• _Extracto de página_
• • • • •

¿Es toda creación un eco? ¿Cuándo dejamos de ser pioneros y comenzamos a reescribir el mismo libro una y otra vez?

por José Morales

En medio de varios compromisos, hice un espacio para ver la más reciente película de Wes Anderson, The Phoenician Scheme, protagonizada por el puertorriqueño Benicio del Toro. En sala noté algunas cosas que —según mi memoria, y admito que puedo estar equivocado— no había visto antes en su cine: una pieza de música clásica que abría con fuerza los créditos iniciales, un plano sostenido de cámara en mano, e incluso un par de ángulos menos rígidos, más sueltos. También hay una escena en la que una persona explota por la mitad, con una cantidad de sangre que me pareció inusual para su obra. No al punto de lo grotesco, pero sí lo suficiente como para marcar una diferencia. Uno de los planos, durante los créditos, parecía un ojo de dios, cenital, como si la mirada no fuera solo la de Anderson.

• • • • •

• _Material extraído_
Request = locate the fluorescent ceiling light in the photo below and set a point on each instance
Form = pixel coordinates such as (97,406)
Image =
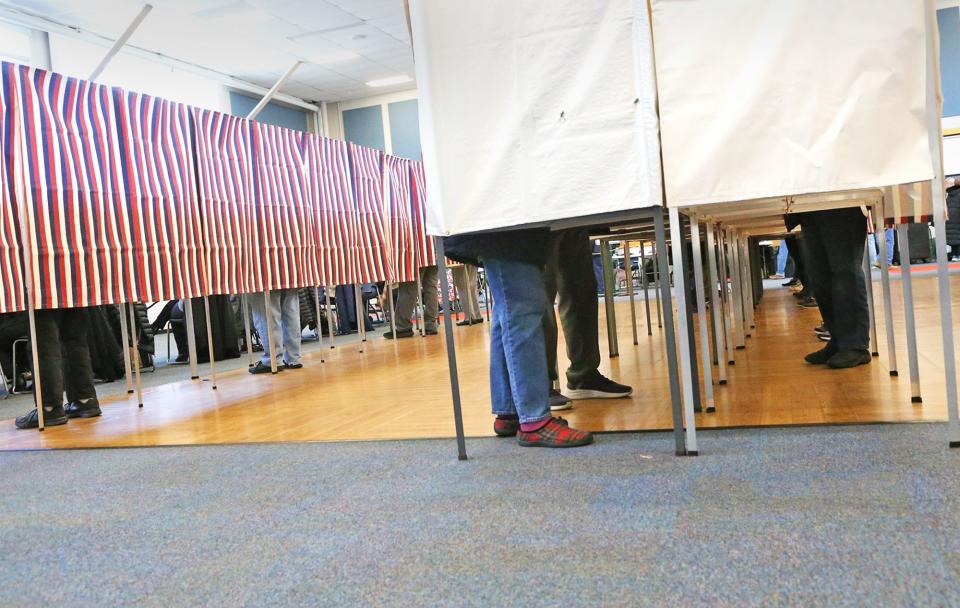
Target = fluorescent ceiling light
(386,82)
(337,57)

• • • • •

• _La petición_
Transcribe sin cambios el tramo del texto sobre la película de Wes Anderson que va desde "En medio de" hasta "la de Anderson.". Las filas no son necesarias.

• _Resultado_
En medio de varios compromisos, hice un espacio para ver la más reciente película de Wes Anderson, The Phoenician Scheme, protagonizada por el puertorriqueño Benicio del Toro. En sala noté algunas cosas que —según mi memoria, y admito que puedo estar equivocado— no había visto antes en su cine: una pieza de música clásica que abría con fuerza los créditos iniciales, un plano sostenido de cámara en mano, e incluso un par de ángulos menos rígidos, más sueltos. También hay una escena en la que una persona explota por la mitad, con una cantidad de sangre que me pareció inusual para su obra. No al punto de lo grotesco, pero sí lo suficiente como para marcar una diferencia. Uno de los planos, durante los créditos, parecía un ojo de dios, cenital, como si la mirada no fuera solo la de Anderson.